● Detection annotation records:
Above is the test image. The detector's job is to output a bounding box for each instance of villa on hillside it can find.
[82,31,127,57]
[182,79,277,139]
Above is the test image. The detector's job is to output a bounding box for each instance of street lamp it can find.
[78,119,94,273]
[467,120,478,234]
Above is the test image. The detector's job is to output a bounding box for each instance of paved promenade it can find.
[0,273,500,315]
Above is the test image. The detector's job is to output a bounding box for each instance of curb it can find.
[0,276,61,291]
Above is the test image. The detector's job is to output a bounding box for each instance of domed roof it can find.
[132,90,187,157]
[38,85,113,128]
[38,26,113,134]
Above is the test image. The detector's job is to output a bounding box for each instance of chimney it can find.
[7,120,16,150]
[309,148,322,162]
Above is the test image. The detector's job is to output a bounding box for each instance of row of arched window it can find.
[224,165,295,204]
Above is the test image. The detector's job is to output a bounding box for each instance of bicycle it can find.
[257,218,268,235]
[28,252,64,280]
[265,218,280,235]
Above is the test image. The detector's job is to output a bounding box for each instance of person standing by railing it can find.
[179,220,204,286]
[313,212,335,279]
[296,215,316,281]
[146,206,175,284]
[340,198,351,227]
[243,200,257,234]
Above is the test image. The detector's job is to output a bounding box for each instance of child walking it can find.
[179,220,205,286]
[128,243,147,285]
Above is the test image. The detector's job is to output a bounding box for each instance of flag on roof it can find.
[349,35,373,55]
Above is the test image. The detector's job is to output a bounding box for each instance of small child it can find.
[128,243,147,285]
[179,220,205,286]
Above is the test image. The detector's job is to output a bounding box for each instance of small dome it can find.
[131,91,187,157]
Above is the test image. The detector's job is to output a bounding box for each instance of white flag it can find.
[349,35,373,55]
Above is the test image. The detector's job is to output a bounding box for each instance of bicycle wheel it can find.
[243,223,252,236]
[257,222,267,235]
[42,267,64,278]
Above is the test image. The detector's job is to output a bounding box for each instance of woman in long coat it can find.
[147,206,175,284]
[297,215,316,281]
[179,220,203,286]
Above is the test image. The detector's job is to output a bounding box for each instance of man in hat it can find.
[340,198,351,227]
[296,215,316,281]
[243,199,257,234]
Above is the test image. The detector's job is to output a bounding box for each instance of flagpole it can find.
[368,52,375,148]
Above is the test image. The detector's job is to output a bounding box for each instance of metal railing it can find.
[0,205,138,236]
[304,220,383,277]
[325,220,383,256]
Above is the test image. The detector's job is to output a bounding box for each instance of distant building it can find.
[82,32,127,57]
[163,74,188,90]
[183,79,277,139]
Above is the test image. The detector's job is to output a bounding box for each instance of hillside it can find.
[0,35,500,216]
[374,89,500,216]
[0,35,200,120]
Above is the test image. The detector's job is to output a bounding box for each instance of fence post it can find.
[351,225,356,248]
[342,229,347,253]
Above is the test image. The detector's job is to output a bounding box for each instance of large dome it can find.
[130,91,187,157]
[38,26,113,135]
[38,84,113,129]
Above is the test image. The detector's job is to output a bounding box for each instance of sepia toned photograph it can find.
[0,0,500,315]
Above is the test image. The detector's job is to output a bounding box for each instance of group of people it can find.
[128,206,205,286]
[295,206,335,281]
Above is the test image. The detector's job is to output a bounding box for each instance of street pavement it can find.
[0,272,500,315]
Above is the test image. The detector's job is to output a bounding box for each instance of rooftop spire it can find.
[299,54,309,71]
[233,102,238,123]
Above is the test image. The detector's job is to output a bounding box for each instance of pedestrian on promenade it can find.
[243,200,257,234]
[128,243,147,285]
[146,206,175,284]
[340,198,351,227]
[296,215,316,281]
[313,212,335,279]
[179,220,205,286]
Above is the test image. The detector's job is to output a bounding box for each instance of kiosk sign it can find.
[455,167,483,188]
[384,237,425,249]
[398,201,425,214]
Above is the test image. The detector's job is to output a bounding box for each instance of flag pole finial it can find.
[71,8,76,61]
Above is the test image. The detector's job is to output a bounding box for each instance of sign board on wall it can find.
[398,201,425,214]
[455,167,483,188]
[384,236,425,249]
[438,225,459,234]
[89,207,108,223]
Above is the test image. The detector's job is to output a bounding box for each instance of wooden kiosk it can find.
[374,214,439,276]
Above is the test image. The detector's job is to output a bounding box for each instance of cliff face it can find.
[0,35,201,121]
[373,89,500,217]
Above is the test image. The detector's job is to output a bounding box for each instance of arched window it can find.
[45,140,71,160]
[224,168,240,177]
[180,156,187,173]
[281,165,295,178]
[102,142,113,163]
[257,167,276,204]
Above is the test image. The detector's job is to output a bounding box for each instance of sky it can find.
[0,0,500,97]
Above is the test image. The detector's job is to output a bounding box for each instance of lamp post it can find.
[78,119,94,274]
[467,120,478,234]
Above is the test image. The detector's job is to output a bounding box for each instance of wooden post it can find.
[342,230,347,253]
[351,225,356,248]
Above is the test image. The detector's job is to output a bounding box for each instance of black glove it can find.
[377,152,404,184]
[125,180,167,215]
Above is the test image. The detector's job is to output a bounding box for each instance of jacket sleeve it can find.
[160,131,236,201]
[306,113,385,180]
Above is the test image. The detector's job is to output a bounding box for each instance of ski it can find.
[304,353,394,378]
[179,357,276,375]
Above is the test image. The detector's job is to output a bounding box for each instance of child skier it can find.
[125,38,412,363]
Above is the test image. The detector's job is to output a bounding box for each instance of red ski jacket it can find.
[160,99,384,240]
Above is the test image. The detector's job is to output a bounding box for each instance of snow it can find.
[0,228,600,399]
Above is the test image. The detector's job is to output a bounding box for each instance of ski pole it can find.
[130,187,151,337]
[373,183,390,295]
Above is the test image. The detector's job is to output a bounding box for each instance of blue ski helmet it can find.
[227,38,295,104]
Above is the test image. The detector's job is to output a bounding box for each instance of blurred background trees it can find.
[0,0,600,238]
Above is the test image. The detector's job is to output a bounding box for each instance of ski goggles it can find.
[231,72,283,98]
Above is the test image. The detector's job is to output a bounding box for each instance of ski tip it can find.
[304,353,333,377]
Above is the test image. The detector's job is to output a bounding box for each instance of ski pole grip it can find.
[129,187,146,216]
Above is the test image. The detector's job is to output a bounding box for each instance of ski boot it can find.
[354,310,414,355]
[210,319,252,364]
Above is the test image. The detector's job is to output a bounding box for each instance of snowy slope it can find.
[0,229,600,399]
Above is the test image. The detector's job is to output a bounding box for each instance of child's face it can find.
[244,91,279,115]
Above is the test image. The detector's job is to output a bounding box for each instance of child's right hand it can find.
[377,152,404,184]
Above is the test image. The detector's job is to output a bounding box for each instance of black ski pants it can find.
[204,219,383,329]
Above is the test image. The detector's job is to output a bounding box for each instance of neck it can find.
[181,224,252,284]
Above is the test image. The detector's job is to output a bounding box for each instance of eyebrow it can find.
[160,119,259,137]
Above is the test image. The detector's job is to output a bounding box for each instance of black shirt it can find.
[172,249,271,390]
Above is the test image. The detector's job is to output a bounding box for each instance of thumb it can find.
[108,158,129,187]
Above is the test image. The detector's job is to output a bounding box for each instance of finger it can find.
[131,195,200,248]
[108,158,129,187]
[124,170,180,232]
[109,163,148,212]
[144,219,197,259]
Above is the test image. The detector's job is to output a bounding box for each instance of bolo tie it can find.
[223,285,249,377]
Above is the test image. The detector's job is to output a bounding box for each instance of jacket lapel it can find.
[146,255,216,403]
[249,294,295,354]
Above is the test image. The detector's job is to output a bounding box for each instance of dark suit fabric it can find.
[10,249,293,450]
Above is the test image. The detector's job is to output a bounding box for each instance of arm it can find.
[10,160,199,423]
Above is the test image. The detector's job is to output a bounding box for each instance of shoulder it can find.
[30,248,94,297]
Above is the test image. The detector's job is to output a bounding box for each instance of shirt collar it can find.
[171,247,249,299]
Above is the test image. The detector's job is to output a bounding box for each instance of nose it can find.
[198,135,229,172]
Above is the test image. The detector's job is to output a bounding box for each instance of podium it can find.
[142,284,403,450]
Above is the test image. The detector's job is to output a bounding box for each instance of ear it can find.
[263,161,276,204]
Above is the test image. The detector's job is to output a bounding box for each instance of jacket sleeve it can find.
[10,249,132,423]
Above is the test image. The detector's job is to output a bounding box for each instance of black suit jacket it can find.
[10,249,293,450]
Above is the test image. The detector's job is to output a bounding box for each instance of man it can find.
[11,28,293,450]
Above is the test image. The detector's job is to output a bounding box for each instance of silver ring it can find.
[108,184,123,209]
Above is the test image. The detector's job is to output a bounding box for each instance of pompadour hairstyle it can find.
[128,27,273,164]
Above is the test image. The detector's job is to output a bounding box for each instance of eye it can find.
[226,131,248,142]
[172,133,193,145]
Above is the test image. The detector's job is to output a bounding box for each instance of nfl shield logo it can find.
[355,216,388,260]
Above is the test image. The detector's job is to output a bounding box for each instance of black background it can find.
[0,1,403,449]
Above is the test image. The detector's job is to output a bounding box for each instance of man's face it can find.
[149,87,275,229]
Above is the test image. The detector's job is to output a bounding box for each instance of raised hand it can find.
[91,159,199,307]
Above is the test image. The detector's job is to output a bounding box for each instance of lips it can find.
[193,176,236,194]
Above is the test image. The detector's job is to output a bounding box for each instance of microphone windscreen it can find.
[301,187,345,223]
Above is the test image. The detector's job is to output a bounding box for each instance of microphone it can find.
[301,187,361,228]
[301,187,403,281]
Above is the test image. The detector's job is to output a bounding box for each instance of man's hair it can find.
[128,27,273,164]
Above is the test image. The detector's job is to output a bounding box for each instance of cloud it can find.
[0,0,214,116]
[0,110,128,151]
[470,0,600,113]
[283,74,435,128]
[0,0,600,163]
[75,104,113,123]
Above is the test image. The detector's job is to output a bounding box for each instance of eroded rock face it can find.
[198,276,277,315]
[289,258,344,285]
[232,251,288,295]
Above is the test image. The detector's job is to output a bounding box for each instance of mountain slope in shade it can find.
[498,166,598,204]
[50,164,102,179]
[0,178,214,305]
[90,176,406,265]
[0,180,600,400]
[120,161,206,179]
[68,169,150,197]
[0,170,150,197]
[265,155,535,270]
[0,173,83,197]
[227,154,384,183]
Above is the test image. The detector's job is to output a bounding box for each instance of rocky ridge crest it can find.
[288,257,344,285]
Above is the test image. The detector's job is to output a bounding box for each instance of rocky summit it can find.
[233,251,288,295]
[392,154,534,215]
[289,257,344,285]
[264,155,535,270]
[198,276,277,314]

● Instructions to follow: Copy out the lines from the one containing "eyebrow it can find." through the one containing "[172,249,271,390]", inclusive, replacing "black shirt" with "dark jacket" and changing nothing else.

● Full solution:
Above is the test image. The detector's job is to output a bounding box for each instance of eyebrow it can find.
[160,119,259,137]
Above is the test image. The detector's job is to output a bounding box for each instance of dark jacket it can find.
[172,249,271,390]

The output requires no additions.